### YOUR OBJECTIVE
Repeat exactly, and only, the lines from the one containing "Task: annotate the road" through the end of the records.

### MATERIALS PROVIDED
○ ○ ○ ○ ○ ○ ○

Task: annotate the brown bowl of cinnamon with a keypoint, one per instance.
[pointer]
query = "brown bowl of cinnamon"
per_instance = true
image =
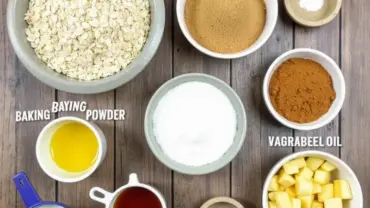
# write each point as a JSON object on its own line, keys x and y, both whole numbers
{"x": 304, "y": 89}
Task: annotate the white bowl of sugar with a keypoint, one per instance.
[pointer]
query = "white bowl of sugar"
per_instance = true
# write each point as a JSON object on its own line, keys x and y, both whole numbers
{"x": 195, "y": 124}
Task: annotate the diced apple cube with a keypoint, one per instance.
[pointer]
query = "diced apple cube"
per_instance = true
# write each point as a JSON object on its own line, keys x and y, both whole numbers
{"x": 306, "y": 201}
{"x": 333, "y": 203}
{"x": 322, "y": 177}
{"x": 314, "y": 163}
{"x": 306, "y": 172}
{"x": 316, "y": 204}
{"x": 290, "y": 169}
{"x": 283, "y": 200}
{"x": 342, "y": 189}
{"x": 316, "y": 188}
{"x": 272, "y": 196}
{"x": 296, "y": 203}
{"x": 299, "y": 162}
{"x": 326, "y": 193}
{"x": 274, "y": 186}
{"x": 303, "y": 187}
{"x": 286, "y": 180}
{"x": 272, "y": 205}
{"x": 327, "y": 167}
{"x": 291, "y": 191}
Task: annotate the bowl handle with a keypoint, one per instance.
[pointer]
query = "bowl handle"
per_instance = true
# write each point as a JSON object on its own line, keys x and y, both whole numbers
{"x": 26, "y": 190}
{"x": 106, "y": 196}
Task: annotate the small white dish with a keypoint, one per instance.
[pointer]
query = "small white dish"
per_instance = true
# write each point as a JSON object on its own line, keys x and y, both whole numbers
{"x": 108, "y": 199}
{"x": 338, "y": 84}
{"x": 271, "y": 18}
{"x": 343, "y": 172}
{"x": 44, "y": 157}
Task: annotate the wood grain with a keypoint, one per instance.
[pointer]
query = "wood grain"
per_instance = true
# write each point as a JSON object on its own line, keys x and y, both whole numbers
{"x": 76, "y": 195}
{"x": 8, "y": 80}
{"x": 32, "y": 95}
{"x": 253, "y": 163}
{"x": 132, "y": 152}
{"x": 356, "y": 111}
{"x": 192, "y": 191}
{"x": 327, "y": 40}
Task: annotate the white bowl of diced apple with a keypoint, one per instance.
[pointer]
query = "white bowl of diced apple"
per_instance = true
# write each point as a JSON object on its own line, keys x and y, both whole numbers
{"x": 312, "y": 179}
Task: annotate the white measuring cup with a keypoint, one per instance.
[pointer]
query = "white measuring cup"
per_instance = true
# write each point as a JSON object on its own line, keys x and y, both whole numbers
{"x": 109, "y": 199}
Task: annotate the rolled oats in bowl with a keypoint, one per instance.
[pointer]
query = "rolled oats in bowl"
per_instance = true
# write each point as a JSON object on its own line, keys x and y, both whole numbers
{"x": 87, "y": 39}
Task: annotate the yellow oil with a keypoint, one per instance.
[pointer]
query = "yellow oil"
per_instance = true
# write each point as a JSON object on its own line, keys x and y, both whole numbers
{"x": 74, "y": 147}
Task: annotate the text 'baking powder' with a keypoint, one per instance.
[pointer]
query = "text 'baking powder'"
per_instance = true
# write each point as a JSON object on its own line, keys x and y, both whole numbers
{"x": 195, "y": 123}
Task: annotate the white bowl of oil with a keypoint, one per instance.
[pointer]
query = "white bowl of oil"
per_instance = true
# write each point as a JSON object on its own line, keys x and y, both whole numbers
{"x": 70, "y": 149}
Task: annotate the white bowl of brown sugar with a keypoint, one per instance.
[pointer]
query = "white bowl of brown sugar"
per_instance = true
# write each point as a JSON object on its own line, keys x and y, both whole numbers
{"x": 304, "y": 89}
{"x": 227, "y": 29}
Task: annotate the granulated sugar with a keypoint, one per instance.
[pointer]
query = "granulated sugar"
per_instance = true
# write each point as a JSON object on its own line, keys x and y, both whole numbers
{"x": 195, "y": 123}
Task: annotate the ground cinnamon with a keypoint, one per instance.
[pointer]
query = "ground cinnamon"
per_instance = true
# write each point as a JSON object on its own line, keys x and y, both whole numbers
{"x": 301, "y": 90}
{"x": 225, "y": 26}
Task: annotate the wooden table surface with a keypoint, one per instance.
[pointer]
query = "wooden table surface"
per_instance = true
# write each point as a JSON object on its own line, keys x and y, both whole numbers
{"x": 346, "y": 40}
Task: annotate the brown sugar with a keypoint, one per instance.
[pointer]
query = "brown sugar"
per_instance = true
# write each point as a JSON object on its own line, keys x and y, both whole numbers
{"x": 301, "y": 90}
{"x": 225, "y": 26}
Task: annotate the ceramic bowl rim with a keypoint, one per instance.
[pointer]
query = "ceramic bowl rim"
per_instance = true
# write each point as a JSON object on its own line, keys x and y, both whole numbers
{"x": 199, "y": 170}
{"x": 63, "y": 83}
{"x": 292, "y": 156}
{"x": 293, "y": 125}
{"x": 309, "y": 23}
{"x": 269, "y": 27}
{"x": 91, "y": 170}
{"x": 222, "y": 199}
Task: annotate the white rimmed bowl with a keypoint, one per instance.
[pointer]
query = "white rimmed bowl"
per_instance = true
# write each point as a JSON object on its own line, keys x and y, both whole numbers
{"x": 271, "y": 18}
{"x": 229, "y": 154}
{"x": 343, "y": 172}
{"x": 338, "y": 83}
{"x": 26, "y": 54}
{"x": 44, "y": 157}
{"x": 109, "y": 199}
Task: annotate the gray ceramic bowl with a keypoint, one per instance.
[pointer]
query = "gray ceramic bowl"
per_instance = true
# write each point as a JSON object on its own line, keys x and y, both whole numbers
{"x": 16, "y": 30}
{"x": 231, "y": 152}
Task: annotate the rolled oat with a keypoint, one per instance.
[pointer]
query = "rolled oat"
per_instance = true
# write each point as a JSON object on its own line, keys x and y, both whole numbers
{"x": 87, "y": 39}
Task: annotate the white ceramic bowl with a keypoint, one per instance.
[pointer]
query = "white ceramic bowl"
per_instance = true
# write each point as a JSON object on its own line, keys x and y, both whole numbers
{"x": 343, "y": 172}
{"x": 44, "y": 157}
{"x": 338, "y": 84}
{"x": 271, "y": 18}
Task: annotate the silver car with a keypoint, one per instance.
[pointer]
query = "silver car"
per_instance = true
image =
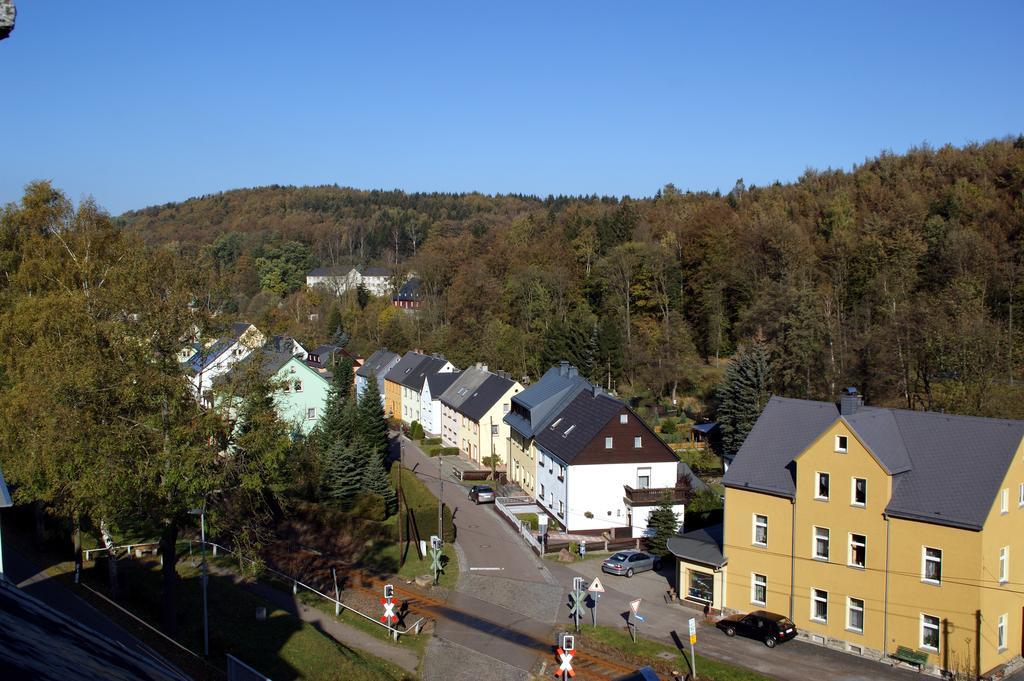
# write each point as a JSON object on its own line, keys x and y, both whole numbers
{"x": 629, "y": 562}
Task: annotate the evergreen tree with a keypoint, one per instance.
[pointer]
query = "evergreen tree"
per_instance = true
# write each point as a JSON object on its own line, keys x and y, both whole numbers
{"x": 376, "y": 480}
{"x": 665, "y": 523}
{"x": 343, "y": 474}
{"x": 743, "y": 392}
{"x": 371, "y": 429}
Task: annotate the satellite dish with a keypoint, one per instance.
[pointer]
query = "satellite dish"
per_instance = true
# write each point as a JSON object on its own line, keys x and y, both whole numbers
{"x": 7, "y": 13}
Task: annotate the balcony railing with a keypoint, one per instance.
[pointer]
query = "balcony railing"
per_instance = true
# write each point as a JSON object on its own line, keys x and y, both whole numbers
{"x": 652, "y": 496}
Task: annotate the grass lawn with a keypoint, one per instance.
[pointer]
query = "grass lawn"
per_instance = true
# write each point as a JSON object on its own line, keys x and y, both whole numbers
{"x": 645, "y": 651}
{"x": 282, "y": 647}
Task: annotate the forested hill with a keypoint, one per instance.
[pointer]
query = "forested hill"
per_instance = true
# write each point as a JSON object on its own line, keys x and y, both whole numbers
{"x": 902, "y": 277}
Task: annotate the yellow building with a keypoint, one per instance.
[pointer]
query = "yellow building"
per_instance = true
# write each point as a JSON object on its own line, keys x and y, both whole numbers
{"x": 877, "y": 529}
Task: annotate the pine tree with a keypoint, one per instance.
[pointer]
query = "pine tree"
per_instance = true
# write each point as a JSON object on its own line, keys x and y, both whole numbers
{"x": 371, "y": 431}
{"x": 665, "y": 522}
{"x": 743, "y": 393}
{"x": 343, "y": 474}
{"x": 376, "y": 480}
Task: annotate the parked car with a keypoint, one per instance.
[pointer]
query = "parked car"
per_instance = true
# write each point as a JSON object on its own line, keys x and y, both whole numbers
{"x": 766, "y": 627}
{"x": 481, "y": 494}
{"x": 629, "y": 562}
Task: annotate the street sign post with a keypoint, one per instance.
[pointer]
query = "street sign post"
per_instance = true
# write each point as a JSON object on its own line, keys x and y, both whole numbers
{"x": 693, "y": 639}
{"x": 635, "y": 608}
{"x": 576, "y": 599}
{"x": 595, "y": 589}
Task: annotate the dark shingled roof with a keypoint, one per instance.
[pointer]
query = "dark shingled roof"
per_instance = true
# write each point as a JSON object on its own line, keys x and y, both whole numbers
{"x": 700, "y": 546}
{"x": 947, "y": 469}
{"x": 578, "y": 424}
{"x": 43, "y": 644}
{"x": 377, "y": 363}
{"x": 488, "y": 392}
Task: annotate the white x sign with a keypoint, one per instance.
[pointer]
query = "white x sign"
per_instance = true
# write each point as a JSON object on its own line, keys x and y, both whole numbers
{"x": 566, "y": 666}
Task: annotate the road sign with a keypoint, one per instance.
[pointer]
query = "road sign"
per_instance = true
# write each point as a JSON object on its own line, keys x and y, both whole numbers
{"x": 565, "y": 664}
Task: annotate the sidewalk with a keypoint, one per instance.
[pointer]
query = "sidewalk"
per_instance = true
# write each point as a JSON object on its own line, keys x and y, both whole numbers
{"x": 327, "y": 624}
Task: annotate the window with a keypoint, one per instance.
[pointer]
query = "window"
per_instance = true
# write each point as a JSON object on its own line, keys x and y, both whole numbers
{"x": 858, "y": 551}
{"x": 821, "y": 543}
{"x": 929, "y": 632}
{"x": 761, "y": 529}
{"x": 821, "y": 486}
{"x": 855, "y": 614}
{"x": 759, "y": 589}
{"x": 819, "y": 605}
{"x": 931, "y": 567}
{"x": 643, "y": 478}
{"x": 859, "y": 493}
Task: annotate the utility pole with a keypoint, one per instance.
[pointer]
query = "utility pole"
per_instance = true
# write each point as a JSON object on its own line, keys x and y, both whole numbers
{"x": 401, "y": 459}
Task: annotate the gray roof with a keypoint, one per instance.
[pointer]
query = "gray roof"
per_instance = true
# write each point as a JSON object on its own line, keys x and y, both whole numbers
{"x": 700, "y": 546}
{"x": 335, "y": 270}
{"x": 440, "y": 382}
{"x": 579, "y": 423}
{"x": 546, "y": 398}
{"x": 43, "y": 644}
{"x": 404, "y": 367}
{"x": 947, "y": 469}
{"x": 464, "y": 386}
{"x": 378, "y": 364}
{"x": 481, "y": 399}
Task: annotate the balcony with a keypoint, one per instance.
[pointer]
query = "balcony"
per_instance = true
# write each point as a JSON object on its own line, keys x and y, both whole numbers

○ ○ ○ ○ ○ ○ ○

### SOLUTION FOR THIS EXERCISE
Task: annotate the road sign with a keypoint, one per instance.
[pointer]
query = "road sign"
per_instance = true
# write each point as a JSON object on its own line, keys x and y, both whole numbers
{"x": 565, "y": 664}
Task: annotate the sidewalk with a keypoint, one per instance.
[pointer]
query = "sidewalk"
per_instance = true
# write each point as a JSON object on its own line, keys x and y, both whole numbers
{"x": 327, "y": 624}
Task: annotate the window with a keypoint, one per instance.
[pointer]
query = "window"
per_instance = true
# write each point as a JSON object on its own line, keys x and y, both whole numbers
{"x": 858, "y": 551}
{"x": 821, "y": 543}
{"x": 929, "y": 632}
{"x": 761, "y": 529}
{"x": 821, "y": 486}
{"x": 855, "y": 614}
{"x": 759, "y": 589}
{"x": 819, "y": 605}
{"x": 931, "y": 567}
{"x": 643, "y": 478}
{"x": 859, "y": 493}
Task: annotate the utility pole with a keypoint, one per instance.
[pointer]
query = "utility pole"
per_instance = true
# write each point as a JSON object on its own line, keys x and y, both whole numbers
{"x": 401, "y": 459}
Task: annotate the gray roof with a keypoint, one per instance.
[pointer]
query = "gray roof"
per_instance = true
# write each point as a JSON object on its own line, keys x and y, both whole numbers
{"x": 700, "y": 546}
{"x": 335, "y": 270}
{"x": 440, "y": 382}
{"x": 579, "y": 423}
{"x": 546, "y": 398}
{"x": 43, "y": 644}
{"x": 404, "y": 367}
{"x": 947, "y": 469}
{"x": 464, "y": 386}
{"x": 378, "y": 364}
{"x": 481, "y": 399}
Task: annotate the balcony with a keypoint, one per instance.
[pointer]
query = "balcony"
per_instance = true
# write each point as a JSON object on its own line, keys x and y, both whole numbers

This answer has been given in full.